> [Short exercise]:
Starting at the beginning of the records and ending with the line that contains "x=1174 y=747", rewrite those lines and no others, requests included. Shift every coordinate in the answers by -144.
──────
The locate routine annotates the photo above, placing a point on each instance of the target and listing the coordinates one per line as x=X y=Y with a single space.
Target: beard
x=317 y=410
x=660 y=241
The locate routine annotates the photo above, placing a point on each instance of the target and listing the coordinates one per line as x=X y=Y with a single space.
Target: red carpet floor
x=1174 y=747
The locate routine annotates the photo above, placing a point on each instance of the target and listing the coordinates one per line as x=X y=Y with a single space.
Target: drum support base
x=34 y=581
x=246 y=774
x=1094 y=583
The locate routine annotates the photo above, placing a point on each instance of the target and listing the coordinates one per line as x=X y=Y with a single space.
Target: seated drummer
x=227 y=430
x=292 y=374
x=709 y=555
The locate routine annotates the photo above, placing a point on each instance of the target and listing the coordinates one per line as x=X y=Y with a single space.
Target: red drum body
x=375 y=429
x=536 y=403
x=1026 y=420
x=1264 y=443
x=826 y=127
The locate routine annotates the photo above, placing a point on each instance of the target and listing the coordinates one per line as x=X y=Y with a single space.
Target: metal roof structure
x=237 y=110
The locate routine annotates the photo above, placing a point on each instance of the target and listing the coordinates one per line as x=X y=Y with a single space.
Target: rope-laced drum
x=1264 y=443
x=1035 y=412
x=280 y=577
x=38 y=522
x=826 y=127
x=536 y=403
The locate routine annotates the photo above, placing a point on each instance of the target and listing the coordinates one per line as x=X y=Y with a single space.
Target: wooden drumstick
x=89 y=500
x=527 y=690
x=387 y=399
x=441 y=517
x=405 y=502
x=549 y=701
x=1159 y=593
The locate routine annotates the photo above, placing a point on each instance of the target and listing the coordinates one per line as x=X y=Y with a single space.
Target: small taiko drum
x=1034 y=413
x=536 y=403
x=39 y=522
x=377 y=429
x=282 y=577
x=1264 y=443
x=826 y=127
──────
> [Written solution]:
The locate routine annotates the photo above, placing a point on each instance of the target and listing the coordinates one per line as x=X y=Y with a single space.
Target: beard
x=173 y=266
x=516 y=97
The locate routine annotates the photo above, placing a point on each instance of the target and listing the coordinates one per line as x=X y=Y with a single space.
Target: red carpet floor
x=1030 y=603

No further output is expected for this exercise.